Try it: Every line of the entries below that carries the string "building" should be copied.
(Exercise data Opens)
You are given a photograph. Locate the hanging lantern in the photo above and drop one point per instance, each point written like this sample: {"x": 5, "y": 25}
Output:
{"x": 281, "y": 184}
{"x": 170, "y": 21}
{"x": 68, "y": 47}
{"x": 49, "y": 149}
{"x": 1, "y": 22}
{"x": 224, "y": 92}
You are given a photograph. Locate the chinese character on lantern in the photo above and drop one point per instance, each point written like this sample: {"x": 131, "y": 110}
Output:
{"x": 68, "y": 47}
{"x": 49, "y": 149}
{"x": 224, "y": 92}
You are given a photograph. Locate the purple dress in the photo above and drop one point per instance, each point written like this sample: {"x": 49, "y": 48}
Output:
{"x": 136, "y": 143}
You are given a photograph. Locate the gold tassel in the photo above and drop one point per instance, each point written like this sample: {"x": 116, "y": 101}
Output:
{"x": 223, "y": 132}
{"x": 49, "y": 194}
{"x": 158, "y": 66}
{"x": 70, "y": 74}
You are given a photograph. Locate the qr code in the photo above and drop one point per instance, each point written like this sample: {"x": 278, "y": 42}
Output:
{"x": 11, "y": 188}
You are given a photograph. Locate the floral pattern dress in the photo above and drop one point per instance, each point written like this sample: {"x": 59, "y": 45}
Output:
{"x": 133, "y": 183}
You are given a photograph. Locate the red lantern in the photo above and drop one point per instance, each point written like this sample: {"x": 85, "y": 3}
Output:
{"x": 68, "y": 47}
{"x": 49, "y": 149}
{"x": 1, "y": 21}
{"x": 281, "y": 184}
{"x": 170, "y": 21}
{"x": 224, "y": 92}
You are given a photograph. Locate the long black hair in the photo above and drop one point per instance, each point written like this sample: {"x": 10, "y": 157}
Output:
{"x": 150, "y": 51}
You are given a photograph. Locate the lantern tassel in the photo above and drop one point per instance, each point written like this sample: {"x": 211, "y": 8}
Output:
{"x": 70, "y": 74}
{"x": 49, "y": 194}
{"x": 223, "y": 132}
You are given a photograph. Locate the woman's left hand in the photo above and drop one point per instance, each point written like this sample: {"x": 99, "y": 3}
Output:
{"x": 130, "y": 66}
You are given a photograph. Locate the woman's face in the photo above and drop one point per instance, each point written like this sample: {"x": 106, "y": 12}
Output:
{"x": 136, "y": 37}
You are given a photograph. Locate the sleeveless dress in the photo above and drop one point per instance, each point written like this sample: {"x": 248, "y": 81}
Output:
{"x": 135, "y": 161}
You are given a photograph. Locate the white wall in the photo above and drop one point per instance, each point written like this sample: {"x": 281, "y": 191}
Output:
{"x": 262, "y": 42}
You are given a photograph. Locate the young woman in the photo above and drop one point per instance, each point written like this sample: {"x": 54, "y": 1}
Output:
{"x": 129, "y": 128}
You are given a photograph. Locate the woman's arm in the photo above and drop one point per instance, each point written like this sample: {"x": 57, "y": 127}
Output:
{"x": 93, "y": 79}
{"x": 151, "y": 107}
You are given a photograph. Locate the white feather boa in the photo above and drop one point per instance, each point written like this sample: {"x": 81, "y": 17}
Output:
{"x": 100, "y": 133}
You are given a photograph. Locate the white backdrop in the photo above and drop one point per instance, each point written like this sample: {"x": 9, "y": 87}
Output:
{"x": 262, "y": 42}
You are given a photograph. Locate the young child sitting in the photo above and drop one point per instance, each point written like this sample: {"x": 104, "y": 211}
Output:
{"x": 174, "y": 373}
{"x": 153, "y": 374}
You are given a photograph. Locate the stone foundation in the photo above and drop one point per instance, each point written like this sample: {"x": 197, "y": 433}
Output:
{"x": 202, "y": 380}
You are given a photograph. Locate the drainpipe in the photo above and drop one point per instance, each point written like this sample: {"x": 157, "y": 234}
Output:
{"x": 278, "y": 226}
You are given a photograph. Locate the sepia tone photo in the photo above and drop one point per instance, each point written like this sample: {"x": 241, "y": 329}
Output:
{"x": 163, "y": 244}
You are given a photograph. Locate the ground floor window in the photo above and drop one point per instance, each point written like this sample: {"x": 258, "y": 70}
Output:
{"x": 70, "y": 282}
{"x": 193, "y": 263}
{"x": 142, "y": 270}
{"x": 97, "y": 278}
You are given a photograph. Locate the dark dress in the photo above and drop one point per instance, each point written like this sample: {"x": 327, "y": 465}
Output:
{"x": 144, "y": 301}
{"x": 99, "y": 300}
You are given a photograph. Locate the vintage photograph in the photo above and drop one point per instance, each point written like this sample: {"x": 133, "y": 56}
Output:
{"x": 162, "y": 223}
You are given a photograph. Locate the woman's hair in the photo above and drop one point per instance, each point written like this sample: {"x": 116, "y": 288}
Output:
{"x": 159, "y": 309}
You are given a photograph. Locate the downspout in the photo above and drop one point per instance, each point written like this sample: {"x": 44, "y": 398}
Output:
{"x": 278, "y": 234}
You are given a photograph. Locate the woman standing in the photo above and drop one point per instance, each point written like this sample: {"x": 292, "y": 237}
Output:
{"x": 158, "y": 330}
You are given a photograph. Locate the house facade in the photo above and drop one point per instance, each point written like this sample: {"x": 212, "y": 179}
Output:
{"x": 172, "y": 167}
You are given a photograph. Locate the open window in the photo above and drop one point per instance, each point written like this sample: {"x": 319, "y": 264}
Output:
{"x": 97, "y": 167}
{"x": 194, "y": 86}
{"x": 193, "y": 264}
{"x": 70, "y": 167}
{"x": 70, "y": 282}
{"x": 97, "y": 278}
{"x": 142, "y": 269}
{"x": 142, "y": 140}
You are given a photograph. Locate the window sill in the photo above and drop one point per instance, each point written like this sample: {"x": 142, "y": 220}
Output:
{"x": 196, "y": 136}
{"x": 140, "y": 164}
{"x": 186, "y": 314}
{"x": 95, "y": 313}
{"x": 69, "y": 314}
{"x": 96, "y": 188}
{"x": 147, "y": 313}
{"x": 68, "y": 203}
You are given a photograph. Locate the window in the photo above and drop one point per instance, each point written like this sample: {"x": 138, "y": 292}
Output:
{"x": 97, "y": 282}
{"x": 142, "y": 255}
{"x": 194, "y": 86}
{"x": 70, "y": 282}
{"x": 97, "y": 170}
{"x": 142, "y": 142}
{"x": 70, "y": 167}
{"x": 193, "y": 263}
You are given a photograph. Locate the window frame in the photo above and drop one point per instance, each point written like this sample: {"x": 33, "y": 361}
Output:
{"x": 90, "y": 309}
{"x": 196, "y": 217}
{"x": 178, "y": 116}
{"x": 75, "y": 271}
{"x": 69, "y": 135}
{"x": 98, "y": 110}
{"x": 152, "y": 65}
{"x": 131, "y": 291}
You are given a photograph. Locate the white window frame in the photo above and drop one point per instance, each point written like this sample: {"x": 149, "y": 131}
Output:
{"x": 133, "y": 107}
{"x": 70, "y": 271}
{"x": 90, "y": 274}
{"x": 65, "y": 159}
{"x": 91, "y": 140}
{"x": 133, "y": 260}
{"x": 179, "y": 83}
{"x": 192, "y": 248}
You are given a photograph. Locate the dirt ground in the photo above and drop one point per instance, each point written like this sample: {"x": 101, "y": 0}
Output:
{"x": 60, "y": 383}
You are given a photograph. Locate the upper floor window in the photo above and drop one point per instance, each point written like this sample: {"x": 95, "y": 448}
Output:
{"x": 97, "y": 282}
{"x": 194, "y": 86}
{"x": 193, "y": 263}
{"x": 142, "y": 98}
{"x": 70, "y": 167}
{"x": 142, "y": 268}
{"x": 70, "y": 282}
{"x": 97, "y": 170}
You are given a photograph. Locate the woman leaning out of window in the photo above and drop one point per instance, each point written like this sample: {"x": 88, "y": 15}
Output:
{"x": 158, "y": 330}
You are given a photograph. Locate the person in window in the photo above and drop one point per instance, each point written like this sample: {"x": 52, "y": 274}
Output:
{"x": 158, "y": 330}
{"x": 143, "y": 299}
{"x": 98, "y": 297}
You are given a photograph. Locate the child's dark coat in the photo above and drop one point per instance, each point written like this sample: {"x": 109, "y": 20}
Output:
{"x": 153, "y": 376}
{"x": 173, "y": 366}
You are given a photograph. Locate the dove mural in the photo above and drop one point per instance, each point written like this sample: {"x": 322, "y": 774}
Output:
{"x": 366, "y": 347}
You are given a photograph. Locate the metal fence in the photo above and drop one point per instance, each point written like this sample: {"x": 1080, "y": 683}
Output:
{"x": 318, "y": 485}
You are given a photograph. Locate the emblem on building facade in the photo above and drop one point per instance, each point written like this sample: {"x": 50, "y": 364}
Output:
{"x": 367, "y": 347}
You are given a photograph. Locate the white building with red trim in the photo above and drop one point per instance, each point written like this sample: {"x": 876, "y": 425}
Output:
(Exercise data Closes)
Output below:
You are given a photograph. Locate the emblem on building facade in the photo above and drop one point per instance, each point written like this sample: {"x": 50, "y": 364}
You are given a photograph. Locate the white building with red trim in the photo above and drop one point per instance, each point written like this sample: {"x": 876, "y": 425}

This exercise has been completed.